* TASK TO COMPLETE *
Repeat every item below word for word, leaving out the pictures.

(Image entries for named regions)
------------------------------------------------------------------------
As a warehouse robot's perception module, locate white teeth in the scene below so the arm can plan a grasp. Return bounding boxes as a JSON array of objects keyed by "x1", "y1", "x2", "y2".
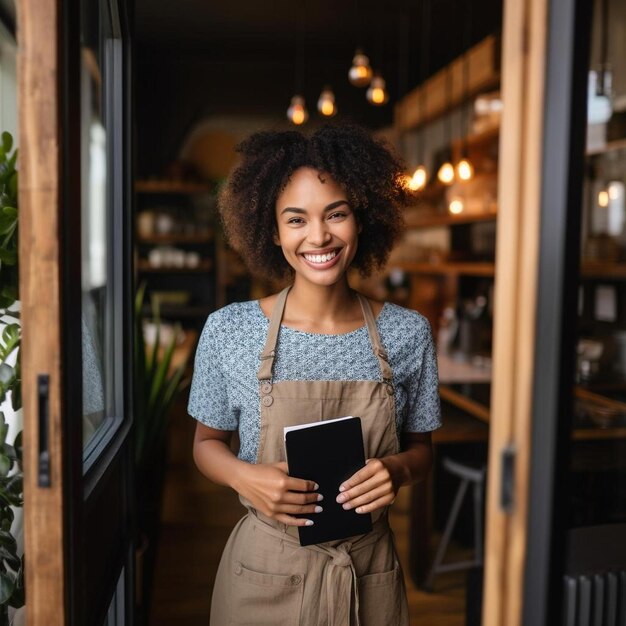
[{"x1": 304, "y1": 250, "x2": 337, "y2": 263}]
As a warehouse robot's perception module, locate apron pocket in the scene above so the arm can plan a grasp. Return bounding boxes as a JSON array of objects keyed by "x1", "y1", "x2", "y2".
[
  {"x1": 357, "y1": 562, "x2": 405, "y2": 626},
  {"x1": 230, "y1": 562, "x2": 304, "y2": 626}
]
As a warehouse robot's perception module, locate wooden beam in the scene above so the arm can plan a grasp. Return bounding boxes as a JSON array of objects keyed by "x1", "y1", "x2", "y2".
[
  {"x1": 394, "y1": 35, "x2": 500, "y2": 132},
  {"x1": 17, "y1": 0, "x2": 68, "y2": 626},
  {"x1": 483, "y1": 0, "x2": 547, "y2": 626}
]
------------------------------------------------------------------------
* THE ANSWER *
As a warehouse robot's perception module, locate white teeth in the scene below so the arm can plan a grasp. Return bounding boxes as a JSON array of objects keyed by "x1", "y1", "x2", "y2".
[{"x1": 304, "y1": 250, "x2": 337, "y2": 263}]
As a warehouse robot's perception module, locate apron pocket in the scene above so the arm can plan a grasp. Return bounding boxes as a JSON array of objects keyed by "x1", "y1", "x2", "y2".
[
  {"x1": 357, "y1": 562, "x2": 405, "y2": 626},
  {"x1": 230, "y1": 562, "x2": 304, "y2": 626}
]
As a warehouse robot's perception module, locate wooden beam in the scene above so the arm can plan a grasp. Return bounding boxes as a JSON array of objects keyed by "x1", "y1", "x2", "y2".
[
  {"x1": 394, "y1": 35, "x2": 500, "y2": 132},
  {"x1": 17, "y1": 0, "x2": 68, "y2": 626},
  {"x1": 483, "y1": 0, "x2": 547, "y2": 626}
]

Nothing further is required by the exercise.